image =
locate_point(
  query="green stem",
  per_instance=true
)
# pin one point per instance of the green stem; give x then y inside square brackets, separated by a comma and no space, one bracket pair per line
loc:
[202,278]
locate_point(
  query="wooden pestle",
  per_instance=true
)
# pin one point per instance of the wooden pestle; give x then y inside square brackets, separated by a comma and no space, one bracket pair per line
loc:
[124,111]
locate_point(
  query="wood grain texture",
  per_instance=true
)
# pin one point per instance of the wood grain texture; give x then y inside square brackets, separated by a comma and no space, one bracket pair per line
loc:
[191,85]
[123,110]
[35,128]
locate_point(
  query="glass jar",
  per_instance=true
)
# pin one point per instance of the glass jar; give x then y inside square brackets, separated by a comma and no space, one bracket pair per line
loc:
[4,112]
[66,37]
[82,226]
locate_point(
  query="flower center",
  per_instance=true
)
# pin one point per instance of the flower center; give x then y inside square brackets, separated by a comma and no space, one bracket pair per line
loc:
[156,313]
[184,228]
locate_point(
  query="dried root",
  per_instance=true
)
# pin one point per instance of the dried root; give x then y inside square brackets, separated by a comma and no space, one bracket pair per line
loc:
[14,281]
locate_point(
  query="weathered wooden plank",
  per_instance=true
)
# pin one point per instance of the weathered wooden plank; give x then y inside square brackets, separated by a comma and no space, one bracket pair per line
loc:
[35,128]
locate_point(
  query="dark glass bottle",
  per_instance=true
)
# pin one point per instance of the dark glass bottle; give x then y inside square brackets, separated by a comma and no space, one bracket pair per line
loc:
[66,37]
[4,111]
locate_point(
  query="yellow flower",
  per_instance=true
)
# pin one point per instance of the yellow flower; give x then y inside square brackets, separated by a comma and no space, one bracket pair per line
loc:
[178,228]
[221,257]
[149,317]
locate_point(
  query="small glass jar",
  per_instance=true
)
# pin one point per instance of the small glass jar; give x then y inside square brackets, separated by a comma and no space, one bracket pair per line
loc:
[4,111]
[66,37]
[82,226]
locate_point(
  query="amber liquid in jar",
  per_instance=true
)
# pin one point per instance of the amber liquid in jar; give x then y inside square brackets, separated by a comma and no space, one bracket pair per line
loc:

┄┄┄┄┄┄┄┄┄┄┄┄┄┄┄┄┄┄┄┄

> STATED EXERCISE
Give the records above again, word for word.

> EXERCISE RESULT
image =
locate_point(
  query="green stem",
  per_instance=true
)
# pin one point per instance of the green stem; give x then y inside square brackets, separated by a comma and no space, one bracket pair per line
loc:
[202,278]
locate_point(
  query="wooden pestle",
  per_instance=true
)
# pin one point per instance of the wooden pestle; give x then y inside square brackets, separated by a comma and no space, one bracket pair per line
loc:
[124,111]
locate_point(
  query="wood grain texture",
  per_instance=true
)
# pin one point per instance of the wood grain texture; give x then y inside square brackets, separated by a comma and no space, one bracket pair per line
loc:
[191,85]
[123,110]
[35,128]
locate_point(
  query="glass jar",
  per_instance=true
)
# pin one point per instance of the glass jar; give x then y inside square brackets, separated by a comma and no space, one bracket pair per line
loc:
[4,112]
[66,37]
[82,226]
locate_point(
  query="flower center",
  per_instance=true
)
# pin one point per instance of the flower center; give x then y inside square brackets, separated by a comma and no space, one bracket pair per line
loc:
[156,313]
[184,228]
locate_point(
  query="dried root",
  per_instance=true
)
# pin one point per instance of the dried root; give x then y inside square brackets, separated by a comma and no space, one bracket pair per line
loc:
[14,281]
locate_point(
  query="weathered wooden plank",
  per_instance=true
)
# pin one point per instance of the weathered wooden plank; give x then y inside square brackets, separated by a comma and no space, one bracket pair per line
loc:
[35,128]
locate_point(
  query="dark glass bottle",
  per_instance=true
)
# pin one point per instance of the dark glass bottle; give x then y inside square brackets, separated by a comma and no space, one bracket pair per line
loc:
[66,37]
[4,111]
locate_point(
  query="yellow flower",
  per_instance=true
)
# pin one point per instance of the yellow flower; give x then y inside square brackets, separated by a comma and no space, one bracket pair per line
loc:
[178,228]
[221,257]
[149,317]
locate_point(
  query="small glass jar",
  per_instance=true
)
# pin one point per instance of the small glass jar; give x then y inside square brackets, separated by a comma and no space, one bracket pair per line
loc:
[4,111]
[66,37]
[82,226]
locate_point(
  query="amber liquid in jar",
  per_instance=true
)
# pin one point per instance of the amber liquid in jar; give x then y inside square brackets, separated by a comma and no space, one bracket pair per line
loc:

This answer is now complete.